ACTIVITY ▸ Leave out the pictures and restate the rest of the data exactly.

MATERIAL SUPPLIED ▸
════════════════

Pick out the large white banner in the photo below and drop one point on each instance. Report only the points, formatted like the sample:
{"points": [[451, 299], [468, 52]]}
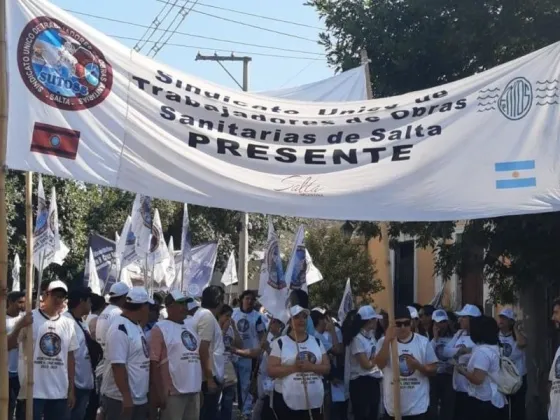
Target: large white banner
{"points": [[83, 106]]}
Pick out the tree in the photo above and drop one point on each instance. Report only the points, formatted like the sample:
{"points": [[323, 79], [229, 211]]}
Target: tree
{"points": [[417, 44], [338, 259]]}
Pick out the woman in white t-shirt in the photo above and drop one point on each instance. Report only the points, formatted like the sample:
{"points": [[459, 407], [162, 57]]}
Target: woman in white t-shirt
{"points": [[298, 362], [365, 376], [458, 351], [485, 401], [513, 343]]}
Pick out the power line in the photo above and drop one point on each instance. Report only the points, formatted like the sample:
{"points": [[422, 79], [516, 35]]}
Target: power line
{"points": [[222, 50], [249, 25], [138, 25], [259, 16]]}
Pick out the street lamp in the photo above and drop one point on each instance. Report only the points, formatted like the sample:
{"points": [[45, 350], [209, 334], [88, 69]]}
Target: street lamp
{"points": [[347, 229]]}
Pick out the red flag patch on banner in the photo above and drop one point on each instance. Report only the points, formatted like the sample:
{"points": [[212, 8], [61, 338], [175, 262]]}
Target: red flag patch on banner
{"points": [[53, 140]]}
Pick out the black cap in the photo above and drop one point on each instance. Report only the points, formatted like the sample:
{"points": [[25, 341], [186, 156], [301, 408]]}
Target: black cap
{"points": [[402, 312]]}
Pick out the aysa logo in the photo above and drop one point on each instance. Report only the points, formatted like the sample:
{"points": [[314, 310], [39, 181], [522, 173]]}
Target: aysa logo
{"points": [[61, 67]]}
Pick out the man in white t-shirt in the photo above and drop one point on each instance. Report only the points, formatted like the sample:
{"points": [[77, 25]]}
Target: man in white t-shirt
{"points": [[124, 389], [117, 298], [211, 349], [54, 344], [14, 312], [417, 361], [554, 375], [79, 305]]}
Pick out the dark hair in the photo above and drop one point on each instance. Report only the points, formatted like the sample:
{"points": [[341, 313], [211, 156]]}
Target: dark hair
{"points": [[15, 296], [316, 317], [97, 302], [351, 326], [484, 330], [225, 309], [212, 297], [298, 297], [78, 295]]}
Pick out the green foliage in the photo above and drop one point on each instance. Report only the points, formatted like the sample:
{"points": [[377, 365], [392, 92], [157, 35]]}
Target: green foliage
{"points": [[339, 259], [417, 44], [85, 208]]}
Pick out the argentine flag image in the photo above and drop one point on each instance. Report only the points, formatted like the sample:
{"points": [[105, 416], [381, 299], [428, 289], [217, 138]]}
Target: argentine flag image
{"points": [[515, 174]]}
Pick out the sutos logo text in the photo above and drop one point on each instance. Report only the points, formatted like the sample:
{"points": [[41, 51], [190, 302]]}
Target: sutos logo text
{"points": [[61, 67]]}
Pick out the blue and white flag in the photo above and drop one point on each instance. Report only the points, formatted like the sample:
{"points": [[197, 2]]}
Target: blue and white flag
{"points": [[273, 290], [301, 272], [347, 303], [201, 268], [141, 224]]}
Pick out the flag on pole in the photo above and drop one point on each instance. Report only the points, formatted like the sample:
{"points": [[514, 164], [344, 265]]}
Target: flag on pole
{"points": [[141, 224], [186, 247], [272, 283], [229, 277], [301, 272], [93, 283], [347, 303], [171, 271], [15, 274], [158, 258]]}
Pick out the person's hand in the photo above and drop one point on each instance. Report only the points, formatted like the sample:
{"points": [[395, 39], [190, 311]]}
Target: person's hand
{"points": [[71, 398], [127, 406], [391, 333], [25, 321], [435, 331], [412, 362], [212, 386]]}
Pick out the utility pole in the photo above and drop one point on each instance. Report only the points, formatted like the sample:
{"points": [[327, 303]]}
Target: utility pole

════════════════

TASK ANSWER ▸
Pick out the large white banner in the photo below and drop one point on each instance. Report only the points, formatted like the sample:
{"points": [[451, 299], [468, 52]]}
Target: large white banner
{"points": [[83, 106]]}
Pick out the tree in the photo above and drop one point on each instance. Report only the points, formatted like the sample:
{"points": [[323, 79], [229, 211]]}
Target: tree
{"points": [[417, 44], [338, 259]]}
Pick out the woman in white t-shirt in the photo above and drop one point on each instance. Report only the points, formatted like the sample:
{"points": [[459, 407], [162, 57]]}
Target: woman in white t-shirt
{"points": [[298, 362], [365, 376], [458, 351], [485, 401], [513, 343]]}
Pick out the power line in the photo above and drop one point on each instance. Report only the points, formatted like the sample:
{"points": [[422, 79], [516, 35]]}
Target: power line
{"points": [[222, 50], [249, 25], [138, 25], [259, 16]]}
Pick out the street lamp in the photo above and drop one point on each instance. Report only the points, formatted like the sample:
{"points": [[45, 350], [209, 334], [88, 69]]}
Target: street lamp
{"points": [[347, 229]]}
Pick out the red flag patch on banner in the photo above and drop one point on each instance. Report only the points, formatted like the sample:
{"points": [[212, 8], [61, 338], [175, 262]]}
Target: red flag patch on banner
{"points": [[53, 140]]}
Pick out the black cap in the photo above and drop one point on each instance. Report only the points, formatted like the sample:
{"points": [[25, 341], [186, 156], [301, 408]]}
Target: black cap
{"points": [[402, 312]]}
Pick out the aysa logo in the photo above and drop one point on each instance. Report only the points, formatted like the sample:
{"points": [[314, 310], [39, 181], [522, 173]]}
Target: aysa logo
{"points": [[61, 67]]}
Pick out the man in white t-shirt in the photo above and drop one point on each instance. Report only the points, formatted like the sample:
{"points": [[77, 25]]}
Target: man in white t-shirt
{"points": [[124, 389], [117, 298], [211, 349], [54, 344], [14, 312], [417, 361], [554, 375], [79, 305]]}
Pick out the dark hair in the photo above and drop one point on each instance. Report only the points, formatted like the sample:
{"points": [[341, 313], [211, 156]]}
Target: dark hair
{"points": [[15, 296], [316, 317], [97, 302], [351, 326], [484, 330], [225, 309], [212, 297], [298, 297], [78, 295]]}
Pick out the green foliage in the photo above and drop one point on each instance. Report only the points, formatted like the sample:
{"points": [[377, 365], [392, 92], [157, 35]]}
Target: green foliage
{"points": [[339, 259], [417, 44], [85, 208]]}
Pick out the argentine flag image in the photo above and drop one point on each instance. Report only the points, formatted like the sample:
{"points": [[105, 416], [381, 299], [428, 289], [217, 138]]}
Target: argentine flag image
{"points": [[515, 174]]}
Pick out the sutos logo text in the photo above and drop one point on each instance. Report only the points, formatted like the sample:
{"points": [[41, 51], [190, 302]]}
Target: sutos logo text
{"points": [[61, 67]]}
Pick out the blue and white flag in the photo above and drop one point on each instance. Report only the points, formatted like the sample:
{"points": [[197, 2]]}
Target: blue and white flag
{"points": [[273, 290], [301, 272], [347, 303], [201, 268], [141, 224]]}
Pick out the flag on pole in the photo above and drop one point on each instance. Report only the points, formatted like the sample:
{"points": [[514, 164], [344, 265]]}
Target: flag on pole
{"points": [[141, 224], [186, 247], [272, 283], [229, 277], [301, 272], [93, 283], [347, 303], [171, 271], [15, 274], [158, 258]]}
Pick out the person's hand in the photo above and drop one point on each instance. Report only the points, formatted like the sample:
{"points": [[395, 39], [190, 311]]}
Target: person's hand
{"points": [[71, 398], [127, 406], [391, 333], [25, 321], [435, 331], [412, 362], [212, 386]]}
Pick out the utility pole in the photo above and drop one point on each instance. Report only the points, formatted like the sample:
{"points": [[327, 303]]}
Target: utility pole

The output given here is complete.